◆ Work to do ◆
Write out all the data again, exactly as it stands.

◆ Data for this task ◆
----------------------------------------
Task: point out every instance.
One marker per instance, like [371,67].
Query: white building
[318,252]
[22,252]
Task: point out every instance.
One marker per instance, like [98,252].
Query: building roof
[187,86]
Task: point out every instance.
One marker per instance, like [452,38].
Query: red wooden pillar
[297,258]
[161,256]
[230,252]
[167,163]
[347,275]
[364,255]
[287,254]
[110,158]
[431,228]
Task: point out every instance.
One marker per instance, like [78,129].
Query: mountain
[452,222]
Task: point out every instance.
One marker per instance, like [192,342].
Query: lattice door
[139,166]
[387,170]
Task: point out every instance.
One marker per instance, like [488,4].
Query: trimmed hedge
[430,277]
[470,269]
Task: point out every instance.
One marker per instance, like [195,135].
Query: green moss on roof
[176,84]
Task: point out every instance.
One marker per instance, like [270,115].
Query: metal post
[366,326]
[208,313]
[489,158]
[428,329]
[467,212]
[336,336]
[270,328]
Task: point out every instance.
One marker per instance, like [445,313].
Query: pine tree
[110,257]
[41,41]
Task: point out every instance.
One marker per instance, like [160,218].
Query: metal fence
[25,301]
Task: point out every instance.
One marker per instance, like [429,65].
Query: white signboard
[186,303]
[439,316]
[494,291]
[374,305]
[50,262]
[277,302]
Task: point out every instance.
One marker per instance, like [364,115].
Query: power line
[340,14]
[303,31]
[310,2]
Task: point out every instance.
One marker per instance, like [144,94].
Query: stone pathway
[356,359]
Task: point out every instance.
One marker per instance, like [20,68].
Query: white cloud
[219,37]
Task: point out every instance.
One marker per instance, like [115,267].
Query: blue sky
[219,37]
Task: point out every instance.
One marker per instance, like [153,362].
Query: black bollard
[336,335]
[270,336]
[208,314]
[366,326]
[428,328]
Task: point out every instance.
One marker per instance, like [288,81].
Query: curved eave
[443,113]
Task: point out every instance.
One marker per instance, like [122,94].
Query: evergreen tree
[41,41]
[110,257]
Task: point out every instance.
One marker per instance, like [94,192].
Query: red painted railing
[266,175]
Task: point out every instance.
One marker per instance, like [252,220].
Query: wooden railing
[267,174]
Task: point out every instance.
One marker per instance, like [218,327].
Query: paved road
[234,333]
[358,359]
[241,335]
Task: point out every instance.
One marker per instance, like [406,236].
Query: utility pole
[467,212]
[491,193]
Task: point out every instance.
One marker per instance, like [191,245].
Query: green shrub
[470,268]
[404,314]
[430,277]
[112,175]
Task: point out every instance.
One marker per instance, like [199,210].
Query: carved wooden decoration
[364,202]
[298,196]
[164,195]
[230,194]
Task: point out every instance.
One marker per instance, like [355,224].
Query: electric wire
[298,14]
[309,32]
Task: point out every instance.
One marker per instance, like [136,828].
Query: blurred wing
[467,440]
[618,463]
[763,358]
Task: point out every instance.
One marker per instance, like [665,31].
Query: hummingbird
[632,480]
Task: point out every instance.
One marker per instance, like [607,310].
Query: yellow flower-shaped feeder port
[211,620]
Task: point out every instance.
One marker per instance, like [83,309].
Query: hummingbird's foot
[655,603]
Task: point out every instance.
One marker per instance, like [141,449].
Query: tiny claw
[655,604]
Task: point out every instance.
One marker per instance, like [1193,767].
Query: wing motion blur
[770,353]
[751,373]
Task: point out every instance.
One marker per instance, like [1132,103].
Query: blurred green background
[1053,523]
----------------------------------------
◆ Exercise response ◆
Task: point out every instance.
One marker per instance, like [371,67].
Query: white building
[318,252]
[22,252]
Task: point out every instance.
One marker per instance, like [98,252].
Query: building roof
[187,86]
Task: point out every instance.
One marker per instance, like [452,38].
Query: red wooden pillar
[297,258]
[161,256]
[230,252]
[167,163]
[347,275]
[364,255]
[287,254]
[110,158]
[431,228]
Task: point out every instance.
One marker per instance, like [78,129].
Query: mountain
[452,222]
Task: point out every instance.
One marker per instance, like [192,342].
Query: lattice door
[139,166]
[387,170]
Task: point out every instance.
One marker per instance, like [488,4].
Query: trimmed hedge
[430,277]
[470,269]
Task: point out every instance.
One marker per instance, like [195,135].
Query: green moss on roof
[176,84]
Task: point out every instance.
One marker per instance, like [270,115].
Query: metal post
[366,326]
[208,313]
[489,158]
[428,329]
[467,212]
[336,336]
[270,328]
Task: point out every instance.
One marker per instance, like [445,313].
Query: pine tree
[110,257]
[41,41]
Task: point out every instance.
One marker per instance, like [160,218].
Query: metal fence
[25,301]
Task: point out every instance.
One marker per instance, like [429,65].
Query: white signboard
[186,303]
[439,316]
[494,291]
[374,305]
[50,262]
[277,302]
Task: point out every instance.
One marker per instance, like [364,115].
Query: power line
[340,14]
[303,31]
[310,2]
Task: point out every instance.
One marker per instance, like [144,94].
Query: stone pathway
[356,359]
Task: point out every instance.
One marker per instance, like [20,68].
Query: white cloud
[219,37]
Task: point out every instance.
One marker per instance, like [115,267].
Query: blue sky
[219,37]
Task: point out every instance.
One marker per instance, like [153,362].
Query: black bollard
[336,335]
[270,336]
[208,314]
[366,326]
[428,328]
Task: point out every instance.
One marker per instance, like [288,81].
Query: curved eave
[443,113]
Task: point out every instance.
One marker per instance, like [122,94].
Query: evergreen tree
[41,41]
[110,257]
Task: point out every instance.
One marker per instance, like [94,192].
Query: red painted railing
[266,175]
Task: point out every instance.
One marker per instance, like [252,220].
Query: wooden railing
[267,174]
Task: point out every instance.
One marker per instance, like [218,327].
Query: paved road
[234,333]
[358,359]
[241,335]
Task: point out every instance.
One marker per instance, like [406,236].
Query: utility pole
[467,212]
[491,193]
Task: point out every instance.
One marker per instance, like [191,245].
Query: green shrub
[470,268]
[404,314]
[430,277]
[112,175]
Task: point out every instance.
One marker per instance, like [199,210].
Query: carved wooden decoration
[364,202]
[298,196]
[164,195]
[230,194]
Task: point out every instance.
One marker per instance, like [355,224].
Query: electric wire
[298,14]
[309,32]
Task: point out every instance.
One marker per instance, like [136,828].
Query: blurred wing
[467,440]
[618,463]
[763,358]
Task: point out every instance.
One marker per instance, like [665,31].
Query: hummingbird
[632,480]
Task: point out every instance.
One marker per instance, like [607,310].
Query: yellow flower-shaped feeder port
[211,620]
Task: point out every instance.
One marker per instance, like [83,309].
Query: hummingbird's foot
[655,603]
Task: point out every instance.
One marker per instance, like [141,449].
Query: tiny claw
[655,604]
Task: point out every instance.
One marker per instance, like [1193,767].
Query: wing motion blur
[770,353]
[751,373]
Task: point out every instance.
One marker per instance, like [1132,103].
Query: blurred green background
[1053,523]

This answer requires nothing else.